#### Written instruction a:
List each line in the listing below that contains the string "background". Only matches in the same case count.
───── Page extract ─────
But what’s the way forward? Is tax avoidable? The answer is strictly NO. You have to pay the taxes as per your slab. However, the tax liability can be reduced by taking various benefits available under the Income Tax Act, 1961 up to the extent available.

I have few suggestions for the government which they may consider:

  • Rationalising the GST tax structure. The government is charging GST as high has 28%. This is the main reason why few businesses under invoice the goods to save taxes and finding multiple ways to save GST. For e.g. The buttons in your shirt are having 18% GST, is it that a luxury? It’s a necessity. The government should look into restructure the GST rates.
  • Providing benefits to old regime also as it is accruing to the new regime viz. Increase in rebate u/s 87 A, providing marginal relief, increasing 80C deduction and various key measures which could benefit the taxpayers in real terms.
  • There should be a transparent reporting of receipts by government too. For e.g., if they are collecting 1,00,000 as direct tax then they need to report on how that 1,00,000 got spent. They should provide the details on how our money being expended then the taxpayer would be more satisfied that it is being used in a correct manner.
  • Taxing agricultural income in hands of taxpayers. The Income Tax Act, 1961 has exempted agricultural income under section 10(1) of the act. Taxing the same would increase their revenue manifold.
───── Dataset excerpts ─────
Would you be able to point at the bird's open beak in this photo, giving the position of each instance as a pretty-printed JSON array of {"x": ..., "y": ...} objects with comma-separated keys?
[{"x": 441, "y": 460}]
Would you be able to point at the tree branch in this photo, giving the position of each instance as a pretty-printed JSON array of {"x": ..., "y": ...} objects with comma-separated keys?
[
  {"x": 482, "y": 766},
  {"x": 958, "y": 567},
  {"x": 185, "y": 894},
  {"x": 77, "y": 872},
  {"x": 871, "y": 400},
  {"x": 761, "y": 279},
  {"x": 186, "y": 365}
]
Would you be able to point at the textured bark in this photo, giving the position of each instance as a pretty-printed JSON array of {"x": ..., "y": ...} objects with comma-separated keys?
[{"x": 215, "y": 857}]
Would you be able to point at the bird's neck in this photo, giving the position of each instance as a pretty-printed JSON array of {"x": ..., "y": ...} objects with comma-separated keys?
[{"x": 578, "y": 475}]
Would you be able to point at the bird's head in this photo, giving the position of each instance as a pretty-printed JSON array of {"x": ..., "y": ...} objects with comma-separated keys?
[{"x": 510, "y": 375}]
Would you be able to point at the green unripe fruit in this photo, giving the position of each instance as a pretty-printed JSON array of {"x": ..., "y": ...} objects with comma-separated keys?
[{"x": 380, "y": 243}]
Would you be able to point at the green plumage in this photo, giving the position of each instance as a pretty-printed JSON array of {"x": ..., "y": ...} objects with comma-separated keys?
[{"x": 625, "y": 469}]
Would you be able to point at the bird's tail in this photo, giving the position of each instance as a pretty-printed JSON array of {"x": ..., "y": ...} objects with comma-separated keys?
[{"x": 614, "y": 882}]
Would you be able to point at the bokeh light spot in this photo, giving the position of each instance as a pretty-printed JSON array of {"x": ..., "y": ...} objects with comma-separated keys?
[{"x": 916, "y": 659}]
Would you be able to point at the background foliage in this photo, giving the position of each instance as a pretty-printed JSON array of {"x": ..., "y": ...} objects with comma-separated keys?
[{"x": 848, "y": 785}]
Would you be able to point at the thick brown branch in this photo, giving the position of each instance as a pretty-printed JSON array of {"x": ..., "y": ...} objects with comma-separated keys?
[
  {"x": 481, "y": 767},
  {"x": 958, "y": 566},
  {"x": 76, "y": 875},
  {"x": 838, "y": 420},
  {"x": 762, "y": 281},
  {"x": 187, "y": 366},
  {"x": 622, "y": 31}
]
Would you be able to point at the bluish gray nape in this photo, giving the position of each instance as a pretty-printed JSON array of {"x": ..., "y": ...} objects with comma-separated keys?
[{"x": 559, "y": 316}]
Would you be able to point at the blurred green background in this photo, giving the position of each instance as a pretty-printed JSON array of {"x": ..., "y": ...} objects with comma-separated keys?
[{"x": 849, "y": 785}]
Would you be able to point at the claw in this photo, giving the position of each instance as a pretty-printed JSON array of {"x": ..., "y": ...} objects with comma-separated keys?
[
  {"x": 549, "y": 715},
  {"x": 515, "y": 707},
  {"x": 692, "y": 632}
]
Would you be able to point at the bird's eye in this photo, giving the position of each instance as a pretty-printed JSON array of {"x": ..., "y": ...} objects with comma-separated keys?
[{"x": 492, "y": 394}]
─────
#### Written instruction b:
Rewrite the part of the tax commentary that opens with the words "I have few suggestions" and closes with "the GST rates.", replacing "luxury" with "indulgence".

#### Correct response a:
Would you be able to point at the background foliage in this photo, giving the position of each instance as a pretty-printed JSON array of {"x": ..., "y": ...} objects with comma-separated keys?
Would you be able to point at the blurred green background in this photo, giving the position of each instance as a pretty-printed JSON array of {"x": ..., "y": ...} objects with comma-separated keys?

#### Correct response b:
I have few suggestions for the government which they may consider:

  • Rationalising the GST tax structure. The government is charging GST as high has 28%. This is the main reason why few businesses under invoice the goods to save taxes and finding multiple ways to save GST. For e.g. The buttons in your shirt are having 18% GST, is it that a indulgence? It’s a necessity. The government should look into restructure the GST rates.